**DO THIS**:
Output the material as a Markdown table with columns Row and Line, one line per row and blank lines omitted. Start at the line containing "target: thin pole" and end at the final line of the material.

**DATA SHOWN**:
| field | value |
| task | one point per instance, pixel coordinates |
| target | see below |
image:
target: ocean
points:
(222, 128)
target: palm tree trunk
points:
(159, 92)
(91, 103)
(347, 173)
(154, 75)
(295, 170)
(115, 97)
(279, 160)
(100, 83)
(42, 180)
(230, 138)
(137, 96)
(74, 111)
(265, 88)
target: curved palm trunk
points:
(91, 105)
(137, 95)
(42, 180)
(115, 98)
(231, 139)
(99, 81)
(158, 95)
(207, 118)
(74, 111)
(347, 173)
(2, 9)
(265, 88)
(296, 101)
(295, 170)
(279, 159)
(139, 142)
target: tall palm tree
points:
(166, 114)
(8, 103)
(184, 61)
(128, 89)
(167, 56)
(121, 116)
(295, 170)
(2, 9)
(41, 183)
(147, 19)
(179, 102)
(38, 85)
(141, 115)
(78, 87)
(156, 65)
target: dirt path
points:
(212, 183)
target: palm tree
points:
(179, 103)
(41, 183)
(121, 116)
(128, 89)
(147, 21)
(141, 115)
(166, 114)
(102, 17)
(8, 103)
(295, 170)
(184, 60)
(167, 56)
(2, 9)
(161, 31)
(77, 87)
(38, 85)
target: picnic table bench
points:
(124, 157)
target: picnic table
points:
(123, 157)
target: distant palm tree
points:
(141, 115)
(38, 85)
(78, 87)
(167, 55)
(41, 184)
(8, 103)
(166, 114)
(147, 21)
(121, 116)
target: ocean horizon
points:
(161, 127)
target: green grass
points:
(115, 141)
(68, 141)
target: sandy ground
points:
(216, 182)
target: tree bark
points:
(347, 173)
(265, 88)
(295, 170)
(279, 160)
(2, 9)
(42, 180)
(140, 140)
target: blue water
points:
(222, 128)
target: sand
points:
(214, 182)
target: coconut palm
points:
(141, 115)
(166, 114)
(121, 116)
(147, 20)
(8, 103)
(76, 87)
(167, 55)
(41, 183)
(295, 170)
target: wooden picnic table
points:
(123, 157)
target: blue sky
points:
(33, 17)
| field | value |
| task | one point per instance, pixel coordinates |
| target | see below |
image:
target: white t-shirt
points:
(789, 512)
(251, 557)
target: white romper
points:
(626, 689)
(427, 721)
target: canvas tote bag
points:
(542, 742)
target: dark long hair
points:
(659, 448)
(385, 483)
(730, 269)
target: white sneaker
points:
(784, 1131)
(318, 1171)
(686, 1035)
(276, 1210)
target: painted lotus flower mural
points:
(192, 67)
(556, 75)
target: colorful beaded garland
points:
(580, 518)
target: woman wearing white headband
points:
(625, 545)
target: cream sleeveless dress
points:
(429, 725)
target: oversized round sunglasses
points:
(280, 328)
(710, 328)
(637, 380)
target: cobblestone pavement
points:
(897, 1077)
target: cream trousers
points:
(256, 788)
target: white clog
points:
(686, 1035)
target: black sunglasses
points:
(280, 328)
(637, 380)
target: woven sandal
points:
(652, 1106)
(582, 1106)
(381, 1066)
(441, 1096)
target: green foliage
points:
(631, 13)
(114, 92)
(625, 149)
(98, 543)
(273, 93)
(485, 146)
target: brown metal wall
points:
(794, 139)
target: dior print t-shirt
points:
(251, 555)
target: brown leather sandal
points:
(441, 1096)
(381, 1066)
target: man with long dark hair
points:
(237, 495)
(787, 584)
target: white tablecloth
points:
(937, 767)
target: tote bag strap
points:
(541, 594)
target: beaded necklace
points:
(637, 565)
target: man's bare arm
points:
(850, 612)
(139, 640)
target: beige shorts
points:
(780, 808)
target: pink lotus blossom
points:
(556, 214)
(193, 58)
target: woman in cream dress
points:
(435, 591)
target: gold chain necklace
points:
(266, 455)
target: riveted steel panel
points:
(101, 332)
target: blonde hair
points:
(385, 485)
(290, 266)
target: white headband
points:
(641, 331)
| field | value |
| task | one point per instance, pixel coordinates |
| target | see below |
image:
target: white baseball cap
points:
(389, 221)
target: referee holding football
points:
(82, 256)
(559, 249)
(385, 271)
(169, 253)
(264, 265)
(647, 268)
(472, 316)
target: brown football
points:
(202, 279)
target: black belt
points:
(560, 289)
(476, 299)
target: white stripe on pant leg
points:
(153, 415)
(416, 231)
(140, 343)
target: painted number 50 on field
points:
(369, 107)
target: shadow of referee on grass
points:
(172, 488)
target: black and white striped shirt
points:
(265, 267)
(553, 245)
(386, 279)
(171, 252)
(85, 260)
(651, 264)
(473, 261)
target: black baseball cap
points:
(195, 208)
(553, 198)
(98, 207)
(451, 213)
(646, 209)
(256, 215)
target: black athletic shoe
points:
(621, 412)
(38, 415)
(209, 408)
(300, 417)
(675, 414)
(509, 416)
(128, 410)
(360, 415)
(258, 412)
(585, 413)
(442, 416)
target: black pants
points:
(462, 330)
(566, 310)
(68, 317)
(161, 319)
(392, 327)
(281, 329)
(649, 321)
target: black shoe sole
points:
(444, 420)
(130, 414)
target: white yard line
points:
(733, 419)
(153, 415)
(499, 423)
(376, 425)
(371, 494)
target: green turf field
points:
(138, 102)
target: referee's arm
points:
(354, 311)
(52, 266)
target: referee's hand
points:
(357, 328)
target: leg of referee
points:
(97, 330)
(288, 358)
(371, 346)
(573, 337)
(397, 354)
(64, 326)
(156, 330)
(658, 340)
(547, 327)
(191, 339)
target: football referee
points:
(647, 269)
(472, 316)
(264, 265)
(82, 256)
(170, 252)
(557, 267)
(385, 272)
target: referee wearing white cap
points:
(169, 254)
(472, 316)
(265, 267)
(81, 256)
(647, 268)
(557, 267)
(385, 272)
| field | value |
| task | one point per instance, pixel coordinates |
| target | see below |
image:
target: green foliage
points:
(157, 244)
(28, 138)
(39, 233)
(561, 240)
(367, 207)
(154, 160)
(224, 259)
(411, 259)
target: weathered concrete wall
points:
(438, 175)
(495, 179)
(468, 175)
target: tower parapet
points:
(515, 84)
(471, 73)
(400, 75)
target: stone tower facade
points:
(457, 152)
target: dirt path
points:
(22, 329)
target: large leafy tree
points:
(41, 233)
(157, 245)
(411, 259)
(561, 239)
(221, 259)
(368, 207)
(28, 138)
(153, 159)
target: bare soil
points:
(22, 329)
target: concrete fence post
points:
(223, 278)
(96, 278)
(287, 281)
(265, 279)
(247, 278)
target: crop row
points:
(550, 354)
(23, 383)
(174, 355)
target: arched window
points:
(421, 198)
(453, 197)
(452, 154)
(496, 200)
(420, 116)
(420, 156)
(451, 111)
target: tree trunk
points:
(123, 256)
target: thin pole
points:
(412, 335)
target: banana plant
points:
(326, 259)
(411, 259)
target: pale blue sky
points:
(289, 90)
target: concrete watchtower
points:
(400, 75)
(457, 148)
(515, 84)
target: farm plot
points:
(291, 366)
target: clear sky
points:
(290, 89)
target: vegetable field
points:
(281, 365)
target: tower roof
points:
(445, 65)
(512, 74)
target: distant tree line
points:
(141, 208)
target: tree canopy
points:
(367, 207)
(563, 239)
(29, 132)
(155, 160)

**WRITTEN SOLUTION**:
| Row | Line |
|---|---|
| 1 | target: thin pole |
| 2 | points: |
| 3 | (412, 335) |
| 4 | target: banana plant |
| 5 | points: |
| 6 | (326, 259) |
| 7 | (411, 259) |
| 8 | target: pale blue sky |
| 9 | points: |
| 10 | (289, 90) |
| 11 | target: concrete watchtower |
| 12 | points: |
| 13 | (400, 75) |
| 14 | (457, 148) |
| 15 | (515, 84) |
| 16 | target: farm plot |
| 17 | points: |
| 18 | (291, 366) |
| 19 | target: clear sky |
| 20 | points: |
| 21 | (290, 89) |
| 22 | target: vegetable field |
| 23 | points: |
| 24 | (281, 365) |
| 25 | target: tower roof |
| 26 | points: |
| 27 | (445, 65) |
| 28 | (512, 74) |
| 29 | target: distant tree line |
| 30 | points: |
| 31 | (141, 208) |
| 32 | target: tree canopy |
| 33 | points: |
| 34 | (367, 207) |
| 35 | (563, 239) |
| 36 | (29, 132) |
| 37 | (155, 160) |